§ Given text:
===============
If share-based payments awards (replacement awards) are required to be exchanged for 
awards held by the acquiree's employees (acquiree's awards), then all or a portion of the 
amount of the acquirer's replacement awards is included in measuring the consideration 
transferred in the business combination. This determination is based on the market-based 
measure of the replacement awards compared with the market-based measure of the acquiree's 
award and the extent to which the replacement awards relates to pre-combination service. 
 
(ii) Non-controlling interests 
 
Non-controlling interests (NCI) are measured at their proportionate share of the 
acquiree's identifiable net assets at the acquisition date. 
 
Changes in the Group's interest in a subsidiary that do not result in a loss of control 
are accounted for as equity transactions. 
 
(iii) Subsidiaries 
 
Subsidiaries are entities controlled by the Group. The Group controls an entity if: 
 
i) it has power over the investee i.e. it has existing rights that give it the ability to 
direct the relevant activities (the activities that significantly affect the investee's 
returns) 
 
ii) it has exposure, or rights, to variable returns from its involvement with the investee 
 
iii) it has the ability to use its power over the investee to affect the amount of the 
investor's returns. 
 
The Group is deemed not to control an entity where regulatory approval is a substantive 
requirement for the passing of control. The financial statements of subsidiaries are 
included in the consolidated financial statements from the date that control commences 
until the date on which control ceases. 
 
(iv) Interests in equity-accounted investees 
 
The Group's interests in equity-accounted investees comprise interests in associates and a 
joint venture. 
 
Associates are those entities in which the Group has significant influence, but not 
control or joint control, over the financial and operating policies. A joint arrangement 
is an arrangement in which the Group has joint control, whereby the Group has rights to 
the net assets of the arrangement, rather than rights to its assets and obligations for 
the liabilities. 
 
Interests in associates and the joint venture are accounted for using the equity method. 
They are initially recognised at cost, which includes transaction costs. Subsequent to 
initial recognition, the consolidated financial statements include the Group's share of 
the profit or loss and other comprehensive income (OCI) of equity-accounted investees, 
until the date on which significant influence or joint control ceases. 
 
(v) Transactions eliminated on consolidation 
 
Intra-group balances and transactions, and any unrealised income and expenses arising from 
intra-group transactions, are eliminated. Unrealised gains arising from transactions with 
equity-accounted investees are eliminated against the investment to the extent of the 
Group's interest in the investee. Unrealised losses are eliminated in the same way as 
unrealised gains, but only to the extent that there is no evidence of impairment.
===============
§ Input records:
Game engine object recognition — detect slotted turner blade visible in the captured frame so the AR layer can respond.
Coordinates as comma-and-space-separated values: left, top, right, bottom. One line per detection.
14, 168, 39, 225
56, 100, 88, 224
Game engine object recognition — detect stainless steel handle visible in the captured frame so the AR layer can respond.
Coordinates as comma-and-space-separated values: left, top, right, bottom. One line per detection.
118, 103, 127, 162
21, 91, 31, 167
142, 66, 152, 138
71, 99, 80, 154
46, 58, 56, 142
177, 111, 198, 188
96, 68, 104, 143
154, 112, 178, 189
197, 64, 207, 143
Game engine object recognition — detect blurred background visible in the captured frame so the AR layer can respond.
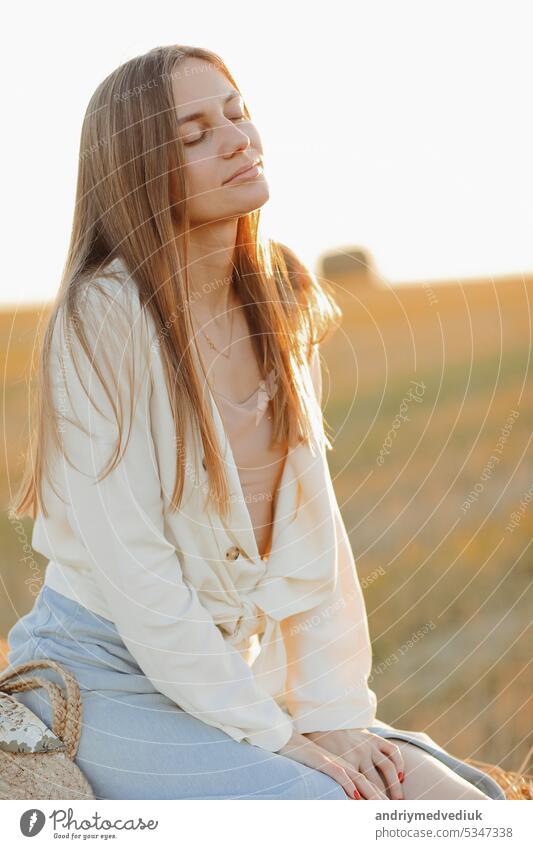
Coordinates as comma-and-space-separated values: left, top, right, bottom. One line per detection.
0, 0, 533, 770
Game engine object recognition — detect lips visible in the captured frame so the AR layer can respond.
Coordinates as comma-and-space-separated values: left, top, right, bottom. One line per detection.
224, 159, 261, 184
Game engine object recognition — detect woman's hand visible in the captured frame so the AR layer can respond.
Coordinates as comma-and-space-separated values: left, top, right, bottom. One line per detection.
278, 732, 387, 800
304, 728, 404, 799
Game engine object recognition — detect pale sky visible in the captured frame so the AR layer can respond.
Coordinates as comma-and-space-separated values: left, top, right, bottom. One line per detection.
4, 0, 533, 306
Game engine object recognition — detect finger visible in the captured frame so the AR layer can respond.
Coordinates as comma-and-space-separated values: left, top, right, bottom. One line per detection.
361, 764, 390, 798
318, 756, 359, 799
373, 751, 404, 799
378, 738, 405, 775
354, 772, 388, 801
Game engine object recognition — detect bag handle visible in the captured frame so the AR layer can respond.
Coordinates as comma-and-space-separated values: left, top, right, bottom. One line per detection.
0, 658, 82, 760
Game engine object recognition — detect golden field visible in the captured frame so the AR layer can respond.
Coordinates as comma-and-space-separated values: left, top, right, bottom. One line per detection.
0, 277, 533, 770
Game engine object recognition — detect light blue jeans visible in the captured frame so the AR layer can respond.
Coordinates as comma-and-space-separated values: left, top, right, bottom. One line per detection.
8, 584, 504, 801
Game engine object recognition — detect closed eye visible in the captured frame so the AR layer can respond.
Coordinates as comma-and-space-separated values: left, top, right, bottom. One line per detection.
183, 115, 248, 147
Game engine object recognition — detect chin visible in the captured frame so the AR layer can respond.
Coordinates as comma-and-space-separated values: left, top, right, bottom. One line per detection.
231, 183, 270, 210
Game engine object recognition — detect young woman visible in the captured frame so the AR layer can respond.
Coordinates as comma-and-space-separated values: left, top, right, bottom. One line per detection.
8, 45, 503, 800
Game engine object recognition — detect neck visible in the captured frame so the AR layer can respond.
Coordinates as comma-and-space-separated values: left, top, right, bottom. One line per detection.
188, 219, 237, 320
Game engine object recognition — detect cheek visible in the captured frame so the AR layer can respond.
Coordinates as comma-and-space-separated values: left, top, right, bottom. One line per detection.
185, 152, 217, 195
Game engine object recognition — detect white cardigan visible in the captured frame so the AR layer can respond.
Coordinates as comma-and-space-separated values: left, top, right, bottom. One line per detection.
32, 259, 376, 752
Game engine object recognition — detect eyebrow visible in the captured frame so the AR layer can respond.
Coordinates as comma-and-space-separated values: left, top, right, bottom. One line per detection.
178, 91, 242, 126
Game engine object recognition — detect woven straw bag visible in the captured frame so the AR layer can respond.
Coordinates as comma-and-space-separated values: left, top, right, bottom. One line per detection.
0, 658, 95, 799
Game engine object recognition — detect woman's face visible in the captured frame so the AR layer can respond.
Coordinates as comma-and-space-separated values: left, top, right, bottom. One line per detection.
172, 58, 269, 225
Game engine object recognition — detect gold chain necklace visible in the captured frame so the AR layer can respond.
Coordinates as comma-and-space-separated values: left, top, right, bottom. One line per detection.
191, 292, 235, 360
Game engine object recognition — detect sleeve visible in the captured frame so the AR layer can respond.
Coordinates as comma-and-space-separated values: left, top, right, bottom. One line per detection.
52, 282, 293, 752
281, 348, 377, 734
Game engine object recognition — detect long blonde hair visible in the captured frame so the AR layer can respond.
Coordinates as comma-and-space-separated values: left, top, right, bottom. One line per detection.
12, 45, 342, 518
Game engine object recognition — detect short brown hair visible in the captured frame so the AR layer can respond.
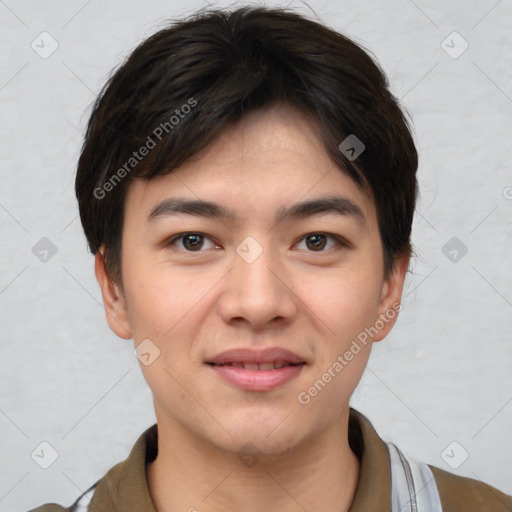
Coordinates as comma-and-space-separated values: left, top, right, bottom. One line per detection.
75, 6, 418, 283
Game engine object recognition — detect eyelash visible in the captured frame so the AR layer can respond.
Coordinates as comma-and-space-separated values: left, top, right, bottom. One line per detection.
165, 231, 351, 254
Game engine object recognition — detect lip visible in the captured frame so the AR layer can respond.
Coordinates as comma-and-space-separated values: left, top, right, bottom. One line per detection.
207, 347, 306, 364
206, 347, 307, 391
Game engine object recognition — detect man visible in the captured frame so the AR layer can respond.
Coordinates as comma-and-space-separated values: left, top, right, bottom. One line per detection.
30, 7, 512, 512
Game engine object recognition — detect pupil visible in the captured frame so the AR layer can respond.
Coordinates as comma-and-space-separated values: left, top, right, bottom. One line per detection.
183, 235, 201, 249
307, 235, 325, 249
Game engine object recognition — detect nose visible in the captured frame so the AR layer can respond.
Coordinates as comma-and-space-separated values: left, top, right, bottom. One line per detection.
218, 238, 299, 330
===============
§ Given instruction 1:
According to the consolidation passage, how are non-controlling interests measured?
§ Given instruction 2:
Please resize the listing by writing out everything from the line containing "Game engine object recognition — detect woman's face" down to the line containing "30, 7, 512, 512", with every answer coordinate multiplied by 2 and rounded to a whole number, halves up. Keep the other lines unchanged and leave out the picture.

§ Answer 1:
At their proportionate share of the acquiree's identifiable net assets at the acquisition date.

§ Answer 2:
Game engine object recognition — detect woman's face visible in the captured frame so the AR layer can respond.
Coordinates as comma-and-space-separated values: left, top, right, bottom. One line per detection.
344, 116, 538, 450
Game engine object recognition — detect gold chain necklace visible in the captured frame so the AR layer can respond.
Coordinates as comma-and-space-separated values: left, top, right, bottom. One line per detection.
382, 584, 470, 720
Game engine object recognition — detect sleeve visible in the captured frame so the AR layer can respond.
Coordinates as comma-and-space-separated values: left, top, right, bottom. One line per detection.
104, 564, 586, 1504
562, 696, 754, 1468
Game engine object recognition — detect long blonde hair visible in the captured frame so the AR layer can respond.
Coordinates as comma-and-space-separated values: left, top, right, bottom. One line per detection.
24, 90, 684, 1036
Game engine object recognition — detect short brown hair visible in the captured frame so the AR layer can respond.
Coordinates as comma-and-space-separated values: left, top, right, bottom. One line per detection.
150, 12, 836, 566
Game engine object recognition — detect eyelash visible in the captured frame so the AR layer can respond.
Coordinates as comma-and-space-separated values: left, top, right, bottom. One line per detection.
330, 462, 702, 508
Game engine object recognition — detect lip visible in the captured frame so the AR layer can respond.
Coordinates as comma-and-space-separated values: left, top, right, bottom. One line per detection.
414, 694, 612, 728
412, 694, 614, 782
Game engine object recognition — detect man visible in the captured frame so the AR layer can respond.
Coordinates as comma-and-space-separated values: left, top, right, bottom. One line per detection.
60, 14, 1024, 1024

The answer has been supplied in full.